Мне ясно представилось, как все это происходило. Пока пили чай, Рубцов рассказывал, кого из знакомых встретил, о чем говорили, что, мол, кого ни послушаешь, все грозятся в Вологду нагрянуть, посмотреть, что это за город такой, шибко литературный…

— Да ну их! — отмахнулся Николай и взял в руки Тютчева. Полистал и начал читать «На кончину брата».

Он часто читает это стихотворение, и кажется мне, всякий раз читает по-разному, по-особому. Вот и сейчас, заложив пальцем нужную страницу в книге, прикрыл глаза:

 

Дни сочтены, утрат не перечесть,

Живая жизнь давно уж позади;

Передового нет, и я, как есть,

На роковой стою очереди…

 

В этот раз после ухода Николая Михайловича как-то неспокойно, тревожно, даже боязливо сделалось на душе.

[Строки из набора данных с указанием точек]
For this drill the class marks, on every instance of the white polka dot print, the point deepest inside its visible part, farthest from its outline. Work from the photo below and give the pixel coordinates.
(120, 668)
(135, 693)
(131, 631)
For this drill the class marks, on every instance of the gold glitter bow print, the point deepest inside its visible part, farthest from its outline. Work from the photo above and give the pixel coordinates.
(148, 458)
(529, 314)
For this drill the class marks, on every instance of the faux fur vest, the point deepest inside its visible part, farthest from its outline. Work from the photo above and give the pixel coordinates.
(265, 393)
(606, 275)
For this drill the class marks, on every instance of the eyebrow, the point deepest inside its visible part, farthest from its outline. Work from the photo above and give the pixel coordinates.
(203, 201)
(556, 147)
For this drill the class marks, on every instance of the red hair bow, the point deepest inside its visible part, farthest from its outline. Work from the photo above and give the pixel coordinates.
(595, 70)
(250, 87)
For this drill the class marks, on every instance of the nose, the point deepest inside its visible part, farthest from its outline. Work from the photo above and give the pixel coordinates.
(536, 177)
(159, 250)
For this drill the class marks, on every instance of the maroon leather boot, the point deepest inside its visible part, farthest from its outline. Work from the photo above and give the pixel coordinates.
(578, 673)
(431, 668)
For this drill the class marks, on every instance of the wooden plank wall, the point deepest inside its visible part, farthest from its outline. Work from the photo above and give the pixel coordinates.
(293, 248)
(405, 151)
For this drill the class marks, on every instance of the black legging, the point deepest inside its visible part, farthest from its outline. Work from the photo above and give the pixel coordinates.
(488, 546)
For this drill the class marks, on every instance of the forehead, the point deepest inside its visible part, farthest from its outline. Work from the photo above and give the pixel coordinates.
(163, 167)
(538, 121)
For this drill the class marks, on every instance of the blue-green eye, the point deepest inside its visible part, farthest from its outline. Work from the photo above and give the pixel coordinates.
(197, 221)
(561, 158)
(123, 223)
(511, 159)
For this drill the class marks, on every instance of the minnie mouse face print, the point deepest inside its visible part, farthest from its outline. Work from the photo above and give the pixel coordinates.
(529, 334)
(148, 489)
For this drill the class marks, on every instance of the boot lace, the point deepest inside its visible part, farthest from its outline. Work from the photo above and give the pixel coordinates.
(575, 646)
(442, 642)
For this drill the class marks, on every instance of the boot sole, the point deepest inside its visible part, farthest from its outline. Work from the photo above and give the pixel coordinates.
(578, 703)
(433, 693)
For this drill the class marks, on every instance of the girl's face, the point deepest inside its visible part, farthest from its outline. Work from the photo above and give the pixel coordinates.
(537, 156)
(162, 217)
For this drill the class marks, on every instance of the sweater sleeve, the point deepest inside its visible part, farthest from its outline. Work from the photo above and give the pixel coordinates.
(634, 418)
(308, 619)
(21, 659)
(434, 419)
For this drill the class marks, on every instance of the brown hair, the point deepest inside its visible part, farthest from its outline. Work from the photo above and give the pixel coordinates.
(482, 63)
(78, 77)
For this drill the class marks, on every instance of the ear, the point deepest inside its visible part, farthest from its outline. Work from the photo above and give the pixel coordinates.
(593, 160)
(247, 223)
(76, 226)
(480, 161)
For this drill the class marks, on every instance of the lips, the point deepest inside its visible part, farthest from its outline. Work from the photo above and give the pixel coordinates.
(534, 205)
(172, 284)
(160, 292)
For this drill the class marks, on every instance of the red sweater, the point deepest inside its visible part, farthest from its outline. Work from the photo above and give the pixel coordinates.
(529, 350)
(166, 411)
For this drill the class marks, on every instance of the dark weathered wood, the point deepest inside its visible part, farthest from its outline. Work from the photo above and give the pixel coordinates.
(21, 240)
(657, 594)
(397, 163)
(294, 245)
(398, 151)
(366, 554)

• Задания:
[1] Выведите без изменений ту часть отрывка о Николае Рубцове, которая открывается словами, содержащими «Передового нет, и», и завершается словами «сделалось на душе.».
[2] Подхватите отрывок о Николае Рубцове и продолжите его сразу после последнего предложения.

• Ответы к заданиям:
[1]
Передового нет, и я, как есть,

На роковой стою очереди…

 

В этот раз после ухода Николая Михайловича как-то неспокойно, тревожно, даже боязливо сделалось на душе.

[2]
С Николаем Рубцовым мы часто, иногда не по одному разу на день, встречались на улице. Он жил в доме, где было почтовое отделение, и я часто туда заходила; покупали хлеб и продукты в одном магазине, в кулинарии покупали горячие вологодские шаньги; пока у нас не было телефона на квартире, звонили с одного автомата. И, пожалуй, до последней осени такие даже мимолетные, неожиданные встречи были всегда веселыми, радостными, и я не могла допустить мысли, что наступит время, когда я буду избегать их, потому что будет невыносимо видеть бредущего Колю, мрачного, озлобленного. И всякий раз после таких встреч долго не будут покидать меня думы, тягостные и тревожные, и стихи его будут приходить на память под стать переживаниям и тревогам.

Иногда думалось, что на него так гнетуще действует слякотная осенняя пора, потому что, когда заходил разговор о том, как разные поэты в разные времена возвышенно воспевали и воспевают осень: «Люблю я пышное природы увяданье…» или «Есть в осени первоначальной короткая, но дивная пора: весь день стоит как бы хрустальный, и лучезарны вечера…», Николай как бы недоумевал, рассуждая, что это именно очень краткая пора и поэтому ее и осенью-то назвать нельзя, это, скорее, конец лета. Осень же — самая унылая и долгая пора из всех времен года.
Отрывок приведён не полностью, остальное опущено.